## BEGIN
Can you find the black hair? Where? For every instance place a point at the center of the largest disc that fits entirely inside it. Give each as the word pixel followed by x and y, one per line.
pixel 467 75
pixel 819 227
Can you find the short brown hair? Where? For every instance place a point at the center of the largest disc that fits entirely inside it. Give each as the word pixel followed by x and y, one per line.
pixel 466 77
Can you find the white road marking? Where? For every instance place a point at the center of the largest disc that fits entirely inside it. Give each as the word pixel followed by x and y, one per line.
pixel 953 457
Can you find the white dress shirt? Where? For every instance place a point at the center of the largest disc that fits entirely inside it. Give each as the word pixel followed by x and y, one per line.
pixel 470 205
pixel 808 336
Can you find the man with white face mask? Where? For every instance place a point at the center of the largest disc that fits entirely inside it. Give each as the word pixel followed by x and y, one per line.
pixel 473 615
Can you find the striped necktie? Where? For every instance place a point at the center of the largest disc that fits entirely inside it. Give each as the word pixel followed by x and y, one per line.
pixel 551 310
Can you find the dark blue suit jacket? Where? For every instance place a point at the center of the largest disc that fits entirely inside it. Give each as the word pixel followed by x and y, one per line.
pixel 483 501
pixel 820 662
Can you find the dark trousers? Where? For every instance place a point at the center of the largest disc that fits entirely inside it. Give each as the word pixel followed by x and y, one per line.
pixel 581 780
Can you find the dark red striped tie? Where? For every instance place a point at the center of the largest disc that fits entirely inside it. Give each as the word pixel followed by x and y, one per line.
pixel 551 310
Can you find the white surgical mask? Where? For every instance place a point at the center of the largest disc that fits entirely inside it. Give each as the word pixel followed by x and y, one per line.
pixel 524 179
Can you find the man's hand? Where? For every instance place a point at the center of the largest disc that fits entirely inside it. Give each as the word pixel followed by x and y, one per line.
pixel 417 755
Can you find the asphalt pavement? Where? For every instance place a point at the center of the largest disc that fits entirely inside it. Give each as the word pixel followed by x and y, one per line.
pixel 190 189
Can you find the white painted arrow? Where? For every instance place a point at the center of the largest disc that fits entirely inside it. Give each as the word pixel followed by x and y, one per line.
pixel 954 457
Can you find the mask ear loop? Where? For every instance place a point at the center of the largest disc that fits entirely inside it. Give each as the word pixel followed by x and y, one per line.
## END
▸ **WRITTEN INSTRUCTION**: Render the listing above as a Markdown table with the columns Row and Entry, numbering each line in Row and leaving out blank lines.

▸ **SOLUTION BELOW**:
| Row | Entry |
|---|---|
| 1 | Can you find the black hair? Where? For every instance place a point at the center of the largest disc that fits entirely inside it. Give each as the word pixel followed by x and y, one per line. |
| 2 | pixel 467 75 |
| 3 | pixel 819 227 |
| 4 | Can you find the short brown hair? Where? For every instance place a point at the center of the largest disc that fits entirely inside it. Give each as the word pixel followed by x and y, one per line. |
| 5 | pixel 466 77 |
| 6 | Can you find the white road marking? Where? For every instance place a point at the center of the largest disc that fits entirely inside it. Give each as the word pixel followed by x and y, one per line. |
| 7 | pixel 953 457 |
| 8 | Can you find the white dress shirt? Where? For every instance place a point at the center of the largest disc that fits entirely inside it. Give each as the word pixel followed by x and y, one per line. |
| 9 | pixel 470 205 |
| 10 | pixel 808 336 |
| 11 | Can you find the man with white face mask? Where? For every instance place a point at the center of the largest disc that fits entirely inside it. Give each as the word pixel followed by x and y, one per line. |
| 12 | pixel 473 615 |
| 13 | Can you find the striped necktie? Where? For every instance place a point at the center of the largest disc that fits entirely inside it. Give each as the word pixel followed by x and y, one per line. |
| 14 | pixel 551 310 |
| 15 | Can you find the dark blue suit jacket? Where? For every instance place a point at the center of the largest disc that fits entirely inside it. Give each as the word pixel followed by x and y, one per line. |
| 16 | pixel 483 501 |
| 17 | pixel 820 662 |
| 18 | Can you find the dark trousers? Where? For every instance place a point at the center of the largest disc that fits entirely inside it. Give each as the word pixel followed by x and y, one per line. |
| 19 | pixel 581 780 |
| 20 | Can you find the dark red striped tie? Where? For every instance place a point at the center of the largest disc that fits entirely inside it. Give each as the word pixel followed by x and y, one per line. |
| 21 | pixel 551 310 |
| 22 | Can you find the white surgical mask? Where? For every instance place a point at the center of the largest disc that fits entirely inside it. Give each as the word pixel followed by x and y, one per line. |
| 23 | pixel 524 179 |
| 24 | Can you find the man's hand? Where? For every instance place a point at the center of the largest disc that fits entirely inside it. Give each as the word pixel followed by x and y, one per line. |
| 25 | pixel 417 755 |
| 26 | Can you find the asphalt pavement? Where? For every instance place a point at the center of the largest disc that fits entirely inside it. Give each as the word pixel followed by x and y, one per line. |
| 27 | pixel 190 189 |
| 28 | Can you find the white painted arrow? Where? For every instance place a point at the center of the largest disc that fits entirely inside it. Give each as the word pixel followed by x and y, one per line. |
| 29 | pixel 954 457 |
| 30 | Can you find the mask ear loop? Where? For every instance place a point at the center of the largest disc that fits entirely inside it. Give each as the word pixel followed by x and y, one per line. |